• WORK TASK: Reproduce word for word the part of the piece on Palantir and European healthcare that starts at "Palantir successfully produced" and ends after "is everyone else’s.".

• EXCERPT PROVIDED:
★ ★ ★

This is just an example of how Palantir could expand in Europe and completely disrupt an industry that cries for help. Some European countries, like Spain, have a mixed system, combining public health institutions with private hospitals. This creates the need for a correct symbiosis between these entities, with patients and the rest of citizens standing as clear beneficiaries. Not only because of better efficiency for operations and waiting times, but because taxpayers will spend less when compared to current solutions. Less waste, more results.
One of the biggest hospitals in Barcelona, the Hospital Clínic, suffered not one, but two hacks, with more than 4 terabytes of data leaked and the hackers asking for $4.5m. The regional government decided not to pay the ransom and those terabytes of data have been published online. This is what happens when you don’t have a proper infrastructure in such a vital part of public life and everyone’s health history is put at risk. Palantir can prevent these situations from happening again, even if Foxglove tells you otherwise. Using Palantir isn’t only a good idea, it’s becoming a necessity.
The mystique surrounding Palantir is something that the retail investor community understands and values quite a lot, because it adds to the whole epic aspect of being a company “no one understands” and yet, everyone talks about them. “No one knows what they do” but their clients and partners are so satisfied with the results from using Foundry that they become unpaid salespeople.
The reality is that Palantir is well known in the US and now in the UK, but people don’t necessarily associate them with the good they bring to their users and beneficiaries. Even if they have lost the NHS battle, those NGOs we were talking about before have successfully persuaded a large part of the youth into believing Palantir are the bad guys. It’s a world where facts are being replaced by feelings, and more people are mistaking feelings with the truth. If they feel Palantir are bad, they will only think of them as bad. Who cares why.
First impressions are essential to how you understand something. Palantir will inevitably join the European conversation, at some point, and they could step into it by publicly announcing their good and their work in other countries. “Palantir is saving the British health system from collapsing” would be an appropriate campaign. Not only to persuade politicians, but to make people associate Palantir with a good impact on people’s lives. To create the first memory of Palantir and plant a positive image in their heads.
I was mentioning how Palantir is already known in the US and in the UK, but they are nonexistent in the minds of virtually everyone in the rest of Europe. None of my friends or family knew what Palantir was before I told them, and I’ve literally never heard the word “Palantir” spoken by anyone prior to me telling them. It’s a big opportunity they have in Spain and other markets. They can get ahead of the bad press and of all the organizations that will inevitably pop up.
Palantir successfully produced a Proof of Concept for the Spanish Ministry of Defense in December ‘22 and they signed a proper contract for Gotham only months after. Virtually no one complained or came out against Palantir. Why? Because no one told them to do so. Sooner or later, puppet NGOs will be created and they’ll even convince members of Parliament to vehemently protest against Gotham, and the youth will take to the streets and chant against Donald Trump donor funded CIA company, for sure.
The objective of this article is only to manifest that there are ways to prevent months or even years of delays before Foundry literally helps in saving thousands of lives not only in Spain, but hopefully, someday soon, in other Western healthcare systems. Get aggressive, step ahead of the rest. Your victory is everyone else’s.

★ ★ ★

• EXTRACTED INFORMATION:

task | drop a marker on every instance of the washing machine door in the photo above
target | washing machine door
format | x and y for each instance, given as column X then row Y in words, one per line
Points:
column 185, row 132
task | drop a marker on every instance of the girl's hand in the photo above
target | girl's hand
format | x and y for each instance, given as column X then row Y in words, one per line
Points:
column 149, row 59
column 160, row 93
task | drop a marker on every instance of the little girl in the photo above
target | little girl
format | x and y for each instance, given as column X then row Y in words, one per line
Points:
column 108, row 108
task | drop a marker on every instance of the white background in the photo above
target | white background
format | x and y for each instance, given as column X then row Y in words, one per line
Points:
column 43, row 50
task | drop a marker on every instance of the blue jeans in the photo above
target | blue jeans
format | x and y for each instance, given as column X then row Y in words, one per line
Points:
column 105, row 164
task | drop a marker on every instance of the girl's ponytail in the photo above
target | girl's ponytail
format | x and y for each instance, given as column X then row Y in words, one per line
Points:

★ ★ ★

• EXERCISE RESULT:
Palantir successfully produced a Proof of Concept for the Spanish Ministry of Defense in December ‘22 and they signed a proper contract for Gotham only months after. Virtually no one complained or came out against Palantir. Why? Because no one told them to do so. Sooner or later, puppet NGOs will be created and they’ll even convince members of Parliament to vehemently protest against Gotham, and the youth will take to the streets and chant against Donald Trump donor funded CIA company, for sure.
The objective of this article is only to manifest that there are ways to prevent months or even years of delays before Foundry literally helps in saving thousands of lives not only in Spain, but hopefully, someday soon, in other Western healthcare systems. Get aggressive, step ahead of the rest. Your victory is everyone else’s.